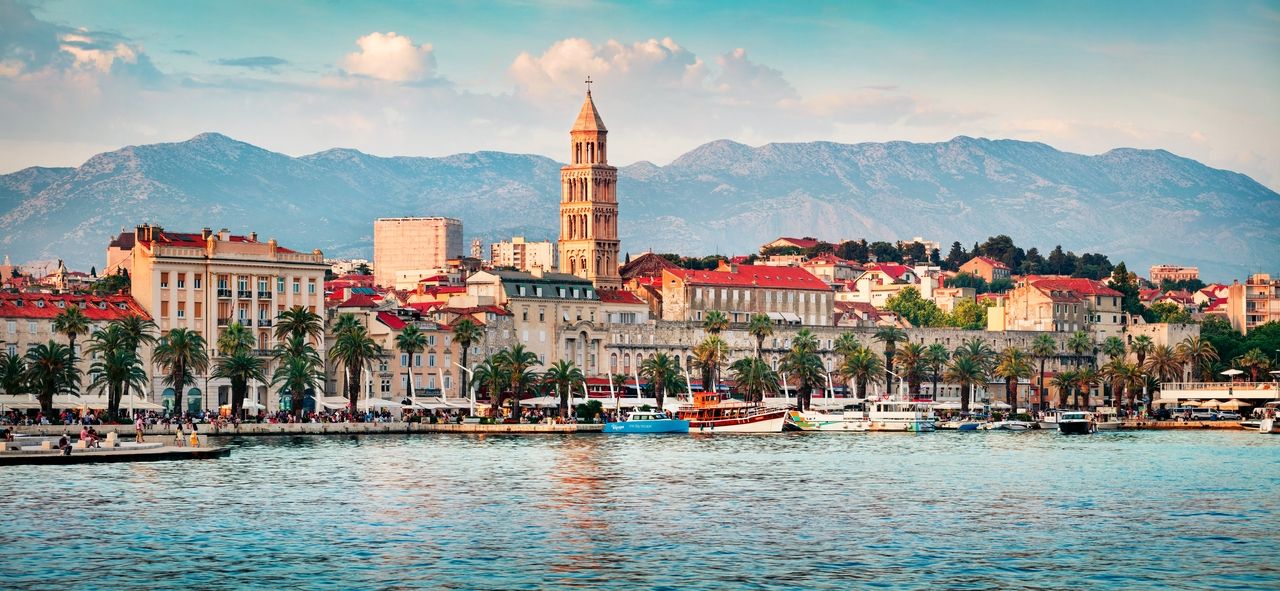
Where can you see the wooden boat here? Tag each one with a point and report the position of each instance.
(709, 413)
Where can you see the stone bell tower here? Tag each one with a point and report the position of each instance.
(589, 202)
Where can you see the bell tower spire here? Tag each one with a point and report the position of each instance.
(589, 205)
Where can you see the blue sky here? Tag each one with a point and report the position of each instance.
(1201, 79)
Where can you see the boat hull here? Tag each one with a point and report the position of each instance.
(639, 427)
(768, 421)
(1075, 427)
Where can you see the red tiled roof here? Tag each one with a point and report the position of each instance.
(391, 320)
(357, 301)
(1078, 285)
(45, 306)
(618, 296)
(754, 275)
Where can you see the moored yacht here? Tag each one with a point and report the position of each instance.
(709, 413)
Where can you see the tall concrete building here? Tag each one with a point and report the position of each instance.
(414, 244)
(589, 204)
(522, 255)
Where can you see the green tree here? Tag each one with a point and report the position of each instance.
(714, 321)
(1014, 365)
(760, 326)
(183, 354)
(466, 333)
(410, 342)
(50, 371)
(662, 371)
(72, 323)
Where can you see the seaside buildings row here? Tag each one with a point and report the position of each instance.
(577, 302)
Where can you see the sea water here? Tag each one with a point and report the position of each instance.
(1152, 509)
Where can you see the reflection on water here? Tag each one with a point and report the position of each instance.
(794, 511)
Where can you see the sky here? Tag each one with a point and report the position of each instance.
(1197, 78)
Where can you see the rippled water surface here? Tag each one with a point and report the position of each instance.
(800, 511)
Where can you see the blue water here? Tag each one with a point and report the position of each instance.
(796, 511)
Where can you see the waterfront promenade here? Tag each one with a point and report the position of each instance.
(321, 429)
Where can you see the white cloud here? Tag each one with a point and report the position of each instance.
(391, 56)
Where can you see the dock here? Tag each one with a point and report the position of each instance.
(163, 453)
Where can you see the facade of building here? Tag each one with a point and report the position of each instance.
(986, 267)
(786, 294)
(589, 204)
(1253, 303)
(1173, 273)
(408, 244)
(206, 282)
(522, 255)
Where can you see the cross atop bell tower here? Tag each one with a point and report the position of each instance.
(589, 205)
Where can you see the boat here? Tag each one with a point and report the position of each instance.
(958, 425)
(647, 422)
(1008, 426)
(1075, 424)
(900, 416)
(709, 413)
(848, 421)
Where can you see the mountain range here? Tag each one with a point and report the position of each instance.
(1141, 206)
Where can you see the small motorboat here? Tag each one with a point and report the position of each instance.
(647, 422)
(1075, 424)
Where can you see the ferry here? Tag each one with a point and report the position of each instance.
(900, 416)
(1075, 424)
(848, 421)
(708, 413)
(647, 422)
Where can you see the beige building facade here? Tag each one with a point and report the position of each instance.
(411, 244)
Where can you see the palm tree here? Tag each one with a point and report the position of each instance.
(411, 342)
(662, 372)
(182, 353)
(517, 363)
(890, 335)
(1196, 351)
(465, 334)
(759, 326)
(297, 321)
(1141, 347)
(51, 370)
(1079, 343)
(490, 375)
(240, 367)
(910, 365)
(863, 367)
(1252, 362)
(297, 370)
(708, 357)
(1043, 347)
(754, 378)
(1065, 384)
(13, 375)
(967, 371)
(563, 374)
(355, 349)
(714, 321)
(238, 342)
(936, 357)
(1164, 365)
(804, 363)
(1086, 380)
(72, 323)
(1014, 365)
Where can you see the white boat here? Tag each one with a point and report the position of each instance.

PROBLEM REQUIREMENTS>
Leave out the pictures and give the rest of the material again, unaltered.

ANSWER SPACE>
Where can you see the wooden boat here? Tag each one with a point and report the position of each instance.
(709, 413)
Where can you see the stone bell tower here? Tag each one with a point and report the position of each instance.
(589, 202)
Where can you see the bell tower spire here? Tag each one with a point and report the position of each instance.
(589, 205)
Where can you see the blue sky here? Tag each one with a point and report the position of each instance.
(1201, 79)
Where can you see the boat hull here? Tag each one with a point and report the position of each instance.
(639, 427)
(768, 421)
(1075, 427)
Where can you see the red tiled roof here? Tag each one with a point and report the position of each instance.
(391, 320)
(357, 301)
(1078, 285)
(45, 306)
(618, 296)
(754, 275)
Where can you see the moored yacht here? Tag each one with a point and report the position of each instance.
(709, 413)
Where can you see the tall concrete building here? Tag each one with a point and report the position of each instance.
(414, 244)
(589, 204)
(522, 255)
Where can you see the green tree here? Tag each one with a point and report the position of each instance.
(714, 321)
(1014, 365)
(760, 326)
(183, 354)
(466, 333)
(410, 342)
(50, 371)
(662, 371)
(72, 323)
Where can you see the seaside buildings row here? Tag each one with a point and report the position of each instance.
(577, 302)
Where can you see the sea water here? Tag each one with a point and report the position of each instance.
(1152, 509)
Where can you see the reflection on water here? Tag each one with a point and report the position of each instance.
(794, 511)
Where can you see the sky here? Tag each one with a point and report the position of each instance.
(1197, 78)
Where can you see the rippled water surface here? Tag each one with a point and report the position of each instance.
(800, 511)
Where can you see the blue water here? Tag each one with a point and report the position of each instance.
(796, 511)
Where can you see the waterfront promenade here? Tag each one with a point and report the position of each instance.
(321, 429)
Where can you see the white cloud here? Tag each one with a point and report the position of each instance.
(391, 56)
Where can you see the dock here? Tag each one with a point and report the position of each instance.
(163, 453)
Where can you see the facade of building here? Tag each one with a point and report the position of each instance.
(986, 267)
(786, 294)
(589, 204)
(1253, 303)
(1173, 273)
(408, 244)
(206, 282)
(522, 255)
Where can you see the cross atop bell tower here? Tag each one with a point and report the position of each instance.
(589, 205)
Where can you see the boat here? Tag each one with a point and report the position of each instance.
(958, 425)
(647, 422)
(1008, 426)
(1075, 424)
(900, 416)
(709, 413)
(848, 421)
Where can you see the mountain range here? Tag each one with a point and report the position of each instance.
(1141, 206)
Where can you see the small motorboat here? Tag each one with a point and report the position of each instance.
(647, 422)
(1075, 424)
Where can you see the ferry here? Tag each one with a point and report the position of each instance.
(900, 416)
(1075, 424)
(848, 421)
(708, 413)
(647, 422)
Where can you see the beige building facade here? Tag each one with a point and report the position of each instance.
(411, 244)
Where can you see the palm tree here? Tag each one with a point and report the position of each instance.
(411, 342)
(662, 372)
(182, 353)
(517, 363)
(890, 335)
(1196, 351)
(465, 334)
(759, 326)
(297, 321)
(1141, 347)
(51, 370)
(1079, 343)
(490, 375)
(240, 367)
(910, 365)
(863, 367)
(1252, 362)
(297, 370)
(708, 357)
(1043, 347)
(754, 378)
(1065, 384)
(13, 375)
(967, 371)
(563, 374)
(355, 349)
(714, 321)
(238, 342)
(936, 357)
(1164, 365)
(804, 363)
(1086, 380)
(72, 323)
(1014, 365)
Where can you see the white boat here? Tag each one with a point and report the position of each instance.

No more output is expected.